Records of labeled points
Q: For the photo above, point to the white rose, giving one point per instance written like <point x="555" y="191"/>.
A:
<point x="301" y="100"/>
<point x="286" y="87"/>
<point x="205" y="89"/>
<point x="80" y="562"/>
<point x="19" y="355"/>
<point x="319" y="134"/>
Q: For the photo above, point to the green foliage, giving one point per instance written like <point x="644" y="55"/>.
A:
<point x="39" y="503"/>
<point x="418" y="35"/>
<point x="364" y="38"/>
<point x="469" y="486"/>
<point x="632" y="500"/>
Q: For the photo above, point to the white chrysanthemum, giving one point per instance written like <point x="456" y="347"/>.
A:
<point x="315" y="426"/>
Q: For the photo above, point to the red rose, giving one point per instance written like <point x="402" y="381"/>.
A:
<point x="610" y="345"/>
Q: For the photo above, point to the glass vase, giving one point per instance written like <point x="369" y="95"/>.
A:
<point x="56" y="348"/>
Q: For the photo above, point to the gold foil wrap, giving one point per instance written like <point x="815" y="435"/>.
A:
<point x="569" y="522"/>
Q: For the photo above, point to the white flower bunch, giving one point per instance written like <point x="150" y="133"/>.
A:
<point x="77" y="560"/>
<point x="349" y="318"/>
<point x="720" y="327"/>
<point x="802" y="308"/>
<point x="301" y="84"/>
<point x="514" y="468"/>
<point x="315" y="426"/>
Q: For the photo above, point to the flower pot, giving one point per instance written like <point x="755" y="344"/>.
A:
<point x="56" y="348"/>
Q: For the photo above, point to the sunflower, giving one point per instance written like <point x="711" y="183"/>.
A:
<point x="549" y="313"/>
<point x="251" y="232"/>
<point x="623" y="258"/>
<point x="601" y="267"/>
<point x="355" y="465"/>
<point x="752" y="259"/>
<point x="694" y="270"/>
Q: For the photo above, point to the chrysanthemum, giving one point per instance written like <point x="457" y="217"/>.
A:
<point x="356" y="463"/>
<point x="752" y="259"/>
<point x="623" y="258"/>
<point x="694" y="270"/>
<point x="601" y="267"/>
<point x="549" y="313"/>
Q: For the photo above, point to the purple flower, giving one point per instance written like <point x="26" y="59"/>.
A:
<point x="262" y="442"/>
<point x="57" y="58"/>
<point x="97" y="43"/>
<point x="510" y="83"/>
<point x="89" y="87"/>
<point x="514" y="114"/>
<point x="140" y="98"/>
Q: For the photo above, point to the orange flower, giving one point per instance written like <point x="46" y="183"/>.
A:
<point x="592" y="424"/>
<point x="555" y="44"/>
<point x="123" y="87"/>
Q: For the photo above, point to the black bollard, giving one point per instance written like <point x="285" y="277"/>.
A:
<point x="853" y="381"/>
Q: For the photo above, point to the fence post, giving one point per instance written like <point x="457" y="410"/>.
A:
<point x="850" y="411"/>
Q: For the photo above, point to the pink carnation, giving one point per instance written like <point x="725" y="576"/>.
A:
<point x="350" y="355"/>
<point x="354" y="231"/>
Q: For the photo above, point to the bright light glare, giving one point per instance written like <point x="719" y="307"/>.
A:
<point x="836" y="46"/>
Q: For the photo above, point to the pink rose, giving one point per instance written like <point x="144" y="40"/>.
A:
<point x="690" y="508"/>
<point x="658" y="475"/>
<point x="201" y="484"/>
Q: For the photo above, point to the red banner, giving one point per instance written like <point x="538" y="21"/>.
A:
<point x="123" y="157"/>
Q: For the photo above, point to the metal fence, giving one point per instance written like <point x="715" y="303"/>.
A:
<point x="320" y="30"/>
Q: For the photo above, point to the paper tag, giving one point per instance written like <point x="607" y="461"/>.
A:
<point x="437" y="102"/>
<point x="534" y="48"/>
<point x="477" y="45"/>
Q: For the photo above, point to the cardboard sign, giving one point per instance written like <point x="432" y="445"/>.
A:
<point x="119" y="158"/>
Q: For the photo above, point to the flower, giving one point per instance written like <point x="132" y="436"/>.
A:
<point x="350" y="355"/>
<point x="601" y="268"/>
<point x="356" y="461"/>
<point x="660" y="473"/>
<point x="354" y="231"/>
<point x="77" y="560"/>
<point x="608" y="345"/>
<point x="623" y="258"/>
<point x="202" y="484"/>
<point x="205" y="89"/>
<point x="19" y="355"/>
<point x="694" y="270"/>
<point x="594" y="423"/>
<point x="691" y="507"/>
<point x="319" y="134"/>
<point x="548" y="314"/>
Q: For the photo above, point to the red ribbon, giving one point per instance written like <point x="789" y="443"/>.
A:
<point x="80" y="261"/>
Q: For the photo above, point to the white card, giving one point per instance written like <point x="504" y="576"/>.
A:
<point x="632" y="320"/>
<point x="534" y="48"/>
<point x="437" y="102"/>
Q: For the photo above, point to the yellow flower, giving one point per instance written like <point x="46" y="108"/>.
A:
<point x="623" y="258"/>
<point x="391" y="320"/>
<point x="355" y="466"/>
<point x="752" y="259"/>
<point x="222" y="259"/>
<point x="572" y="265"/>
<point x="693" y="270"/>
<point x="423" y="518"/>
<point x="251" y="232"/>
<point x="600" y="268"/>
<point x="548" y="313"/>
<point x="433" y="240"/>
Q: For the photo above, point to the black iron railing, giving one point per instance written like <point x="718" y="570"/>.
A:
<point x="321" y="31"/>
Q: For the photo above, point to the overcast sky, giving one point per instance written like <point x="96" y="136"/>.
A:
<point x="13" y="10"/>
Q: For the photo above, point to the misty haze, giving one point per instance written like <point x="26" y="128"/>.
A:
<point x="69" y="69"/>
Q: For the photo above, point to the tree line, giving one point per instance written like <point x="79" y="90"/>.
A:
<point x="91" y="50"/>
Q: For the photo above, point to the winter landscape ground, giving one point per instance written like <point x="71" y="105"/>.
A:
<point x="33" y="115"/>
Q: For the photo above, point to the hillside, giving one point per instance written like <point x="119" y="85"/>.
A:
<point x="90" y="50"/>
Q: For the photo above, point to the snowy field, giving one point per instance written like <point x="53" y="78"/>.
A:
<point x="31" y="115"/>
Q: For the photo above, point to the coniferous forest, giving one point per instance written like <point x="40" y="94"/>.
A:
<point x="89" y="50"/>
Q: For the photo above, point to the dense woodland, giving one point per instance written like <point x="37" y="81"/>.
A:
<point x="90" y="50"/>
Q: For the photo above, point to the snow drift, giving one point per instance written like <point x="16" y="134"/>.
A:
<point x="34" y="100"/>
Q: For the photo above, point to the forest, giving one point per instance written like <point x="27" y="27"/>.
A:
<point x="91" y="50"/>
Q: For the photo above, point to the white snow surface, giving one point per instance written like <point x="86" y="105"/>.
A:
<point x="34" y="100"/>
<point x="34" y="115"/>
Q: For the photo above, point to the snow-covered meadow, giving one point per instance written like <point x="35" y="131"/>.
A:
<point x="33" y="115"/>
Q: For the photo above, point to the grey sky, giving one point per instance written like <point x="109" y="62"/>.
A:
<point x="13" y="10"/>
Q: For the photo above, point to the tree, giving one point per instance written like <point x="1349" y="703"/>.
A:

Exercise prompt: Find the line that contains "Q: For the photo above, point to the snow drift, giving". Repeat it and every line after it, exactly as written, up to and including the last line of the records above.

The reply:
Q: For the photo above, point to the snow drift, giving one point per instance written like <point x="16" y="134"/>.
A:
<point x="34" y="100"/>
Q: For the photo above, point to the forest, giving one point per instance written like <point x="27" y="27"/>.
A:
<point x="91" y="50"/>
Q: For the photo above, point to the white snow surface, giving one point per instance written like <point x="86" y="105"/>.
A:
<point x="34" y="100"/>
<point x="34" y="115"/>
Q: For the photo above, point to the snow-covered meadow, giving one point per instance written like <point x="35" y="131"/>.
A:
<point x="33" y="115"/>
Q: For the photo above, point to the grey sky, giving one point per instance written like <point x="109" y="62"/>.
A:
<point x="13" y="10"/>
Q: For the photo above, point to the tree, giving one point per instance written like <point x="1349" y="703"/>.
A:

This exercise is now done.